▶ GIVEN DATA
** begin **

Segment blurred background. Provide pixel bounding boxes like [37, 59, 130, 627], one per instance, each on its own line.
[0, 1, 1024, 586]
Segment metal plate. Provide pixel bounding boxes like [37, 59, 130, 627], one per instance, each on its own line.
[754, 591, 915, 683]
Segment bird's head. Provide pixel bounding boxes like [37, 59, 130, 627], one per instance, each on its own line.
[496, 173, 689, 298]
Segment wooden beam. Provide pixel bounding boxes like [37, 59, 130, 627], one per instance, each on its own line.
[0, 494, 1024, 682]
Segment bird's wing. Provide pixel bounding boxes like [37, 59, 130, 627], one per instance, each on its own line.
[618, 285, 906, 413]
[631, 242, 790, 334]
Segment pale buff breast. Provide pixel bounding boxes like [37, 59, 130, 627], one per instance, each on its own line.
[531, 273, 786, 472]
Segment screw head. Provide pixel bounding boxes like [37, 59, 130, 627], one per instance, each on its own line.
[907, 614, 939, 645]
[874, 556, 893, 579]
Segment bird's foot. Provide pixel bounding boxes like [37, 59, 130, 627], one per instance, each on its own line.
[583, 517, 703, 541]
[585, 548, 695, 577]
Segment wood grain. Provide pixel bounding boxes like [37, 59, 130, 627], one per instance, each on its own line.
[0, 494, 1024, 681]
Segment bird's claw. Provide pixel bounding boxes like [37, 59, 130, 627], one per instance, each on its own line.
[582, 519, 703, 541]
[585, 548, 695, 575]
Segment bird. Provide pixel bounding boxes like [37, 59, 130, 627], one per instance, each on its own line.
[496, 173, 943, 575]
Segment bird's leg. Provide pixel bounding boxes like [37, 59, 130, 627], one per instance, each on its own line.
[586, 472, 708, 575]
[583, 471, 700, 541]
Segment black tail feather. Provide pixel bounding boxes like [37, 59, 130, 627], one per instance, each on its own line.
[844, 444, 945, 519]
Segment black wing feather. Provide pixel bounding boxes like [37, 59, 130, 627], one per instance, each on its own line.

** end **

▶ WRITTEN TASK
Reproduce the entire listing above, line for line, with no changes.

▶ FULL OUTPUT
Segment blurred background. Provide pixel bounding boxes like [37, 59, 130, 627], one per instance, each on its own line.
[0, 1, 1024, 586]
Segment metal plate. Provide pixel bounding boxes like [37, 59, 130, 627], one per instance, each on its own line.
[754, 591, 915, 683]
Segment bird's head. Provide pixel bounding boxes like [37, 59, 130, 627], one per instance, each on its own line.
[496, 173, 689, 298]
Segment wooden beam. Provide pixel bounding boxes like [37, 59, 130, 627], one per instance, each on its own line.
[0, 494, 1024, 682]
Segment bird's wing. Provide pixel bounding boxes like [37, 59, 130, 627], one per instance, each on its own line.
[618, 285, 906, 413]
[631, 242, 790, 334]
Segment pale buff breast. Provide pixel bounding boxes like [37, 59, 130, 627], one per instance, each on its own line.
[531, 273, 786, 472]
Segment screw head. Provide pixel bounding boxes like [37, 59, 130, 627], one per instance, each on its own line.
[907, 614, 939, 645]
[874, 556, 893, 579]
Segment bird's foot. Provide pixel bounding boxes like [37, 59, 130, 627], one per instance, each on its own line.
[583, 517, 703, 541]
[585, 548, 695, 577]
Segment wood grain. Provide pixel bounding boxes like [37, 59, 130, 627], one per instance, each on its own line.
[0, 494, 1024, 681]
Segment bird's claw. Provide pixel bounding boxes like [37, 59, 130, 627], one per instance, each on its own line.
[582, 519, 703, 541]
[585, 548, 695, 575]
Segment bird. Provide pixel bounding boxes like [37, 59, 130, 627], one per instance, each on its own line.
[496, 173, 943, 575]
Segment bird's leg. Provide pixel bounding boxes like [37, 59, 130, 627], one per instance, each on its own line.
[586, 472, 708, 575]
[583, 471, 700, 541]
Segment black tail feather. Provide pixel bounding boxes like [37, 59, 130, 627], one per instance, each on its own line.
[844, 444, 945, 519]
Segment black wing feather. Provide pixel bounding boxes like [37, 59, 130, 627], one per instance, each on its own line.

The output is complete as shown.